● What is needed:
Answer from the forum thread:
(a) What price is given for the ZX9R?
(b) What path does one guest go running along?
(c) Whose free weight section is described as always busy?

··· Page extract ···

I think I'd be at a disadvantage being 16 stone on a 180kg bike although mine has been dynojetted etc, but it would be great to go for a ride mate. I know I've got a big bike but I'm a corner man really thats why I bought the RS250 aswell GET THAT KNEE DOWN AT SILLY SPEEDS (And me and my brother are going to race it)

I know the 0-60's are the same for mostly all bikes (the RS250 is quick 0-60) its the 60-100 and beyond where it shows.

Anyway I like the GSXR's, When I passed my test I really wanted a GSXR600 but managed to get my CBR for 500 :shock: Got my ZX9R for 2000 :shock: :shock:

J


----------



## Guest (Jan 2, 2005)

You know the Bristol City footbal stadium? Near there.

I go running down the cycle path that goes under the suspension bridge, every other day I try to go.


----------



## Guest (Jan 2, 2005)

oh cool i know where that is. We sometimes have exams at the stadium conference rooms and we go drinking in Avon Gorge which overlooks the Gorge


----------



## thanutz (Dec 30, 2004)

pulse gyms free weight section isnt the best and is always busy anyway!

Yeah ive heard about bikes like the rs250 and rgv 250...shame there not made new anymore they were pocket rockets!

Anil


----------



## nick500 (Dec 12, 2005)

a ha ! anil has finally joined us lot on the boards, good to see u...

steve cheers for the compliments actually means a lot.

gonna do a dedicated post in a minute so i'll leave my progress out of this little message.

nick


----------

··· Data entries ···

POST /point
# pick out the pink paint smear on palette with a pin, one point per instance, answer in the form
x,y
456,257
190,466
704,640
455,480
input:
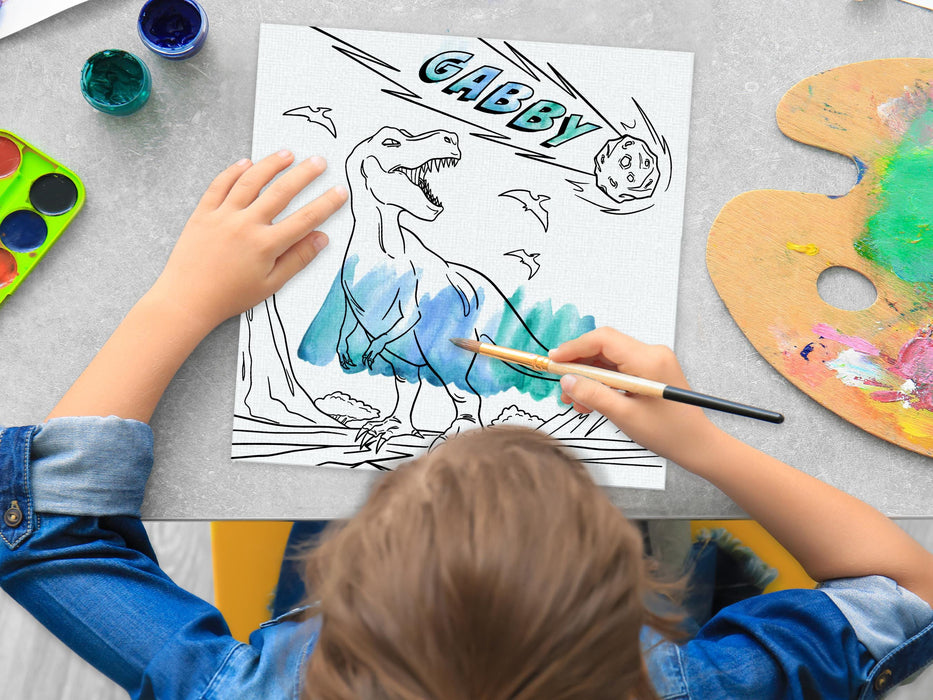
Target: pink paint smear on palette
x,y
908,378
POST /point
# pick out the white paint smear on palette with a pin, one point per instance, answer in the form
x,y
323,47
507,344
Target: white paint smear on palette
x,y
19,14
513,192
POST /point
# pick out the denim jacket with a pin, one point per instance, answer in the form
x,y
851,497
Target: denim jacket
x,y
75,555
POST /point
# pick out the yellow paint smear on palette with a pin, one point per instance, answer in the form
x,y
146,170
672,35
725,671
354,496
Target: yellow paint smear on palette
x,y
806,249
874,366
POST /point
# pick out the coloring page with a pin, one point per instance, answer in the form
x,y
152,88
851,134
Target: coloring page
x,y
506,192
19,14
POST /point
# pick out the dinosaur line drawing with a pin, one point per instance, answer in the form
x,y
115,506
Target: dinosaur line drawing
x,y
397,301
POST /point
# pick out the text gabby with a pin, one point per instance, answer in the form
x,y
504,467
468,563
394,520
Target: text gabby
x,y
506,98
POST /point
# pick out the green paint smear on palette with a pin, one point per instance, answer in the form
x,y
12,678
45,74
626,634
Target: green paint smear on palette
x,y
899,235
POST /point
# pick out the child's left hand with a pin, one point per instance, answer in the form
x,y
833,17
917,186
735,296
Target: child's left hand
x,y
230,256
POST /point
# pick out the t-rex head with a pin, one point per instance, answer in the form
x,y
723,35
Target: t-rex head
x,y
394,167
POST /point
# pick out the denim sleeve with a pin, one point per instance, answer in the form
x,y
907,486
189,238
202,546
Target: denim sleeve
x,y
90,466
89,574
883,614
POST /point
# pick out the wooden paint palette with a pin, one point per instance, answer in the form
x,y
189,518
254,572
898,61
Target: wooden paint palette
x,y
767,248
38,199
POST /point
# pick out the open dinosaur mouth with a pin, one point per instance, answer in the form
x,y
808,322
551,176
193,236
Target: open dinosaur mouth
x,y
418,176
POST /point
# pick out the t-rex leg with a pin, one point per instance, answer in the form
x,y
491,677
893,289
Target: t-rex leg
x,y
398,422
454,375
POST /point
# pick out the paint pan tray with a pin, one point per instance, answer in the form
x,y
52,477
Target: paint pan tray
x,y
38,199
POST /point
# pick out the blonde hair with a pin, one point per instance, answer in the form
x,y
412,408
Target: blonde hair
x,y
492,567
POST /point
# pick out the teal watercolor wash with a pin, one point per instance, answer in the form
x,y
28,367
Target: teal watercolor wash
x,y
443,316
115,82
899,235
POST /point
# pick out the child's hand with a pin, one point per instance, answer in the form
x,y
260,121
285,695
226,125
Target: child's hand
x,y
671,429
230,256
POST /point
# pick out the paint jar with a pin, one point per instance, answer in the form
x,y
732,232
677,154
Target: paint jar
x,y
174,29
116,82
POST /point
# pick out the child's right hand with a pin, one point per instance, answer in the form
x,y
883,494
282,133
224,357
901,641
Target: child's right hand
x,y
671,429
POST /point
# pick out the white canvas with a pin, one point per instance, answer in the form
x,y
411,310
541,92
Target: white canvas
x,y
19,14
511,192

···

● Final answer:
(a) 2000
(b) The cycle path that goes under the suspension bridge
(c) Pulse gyms'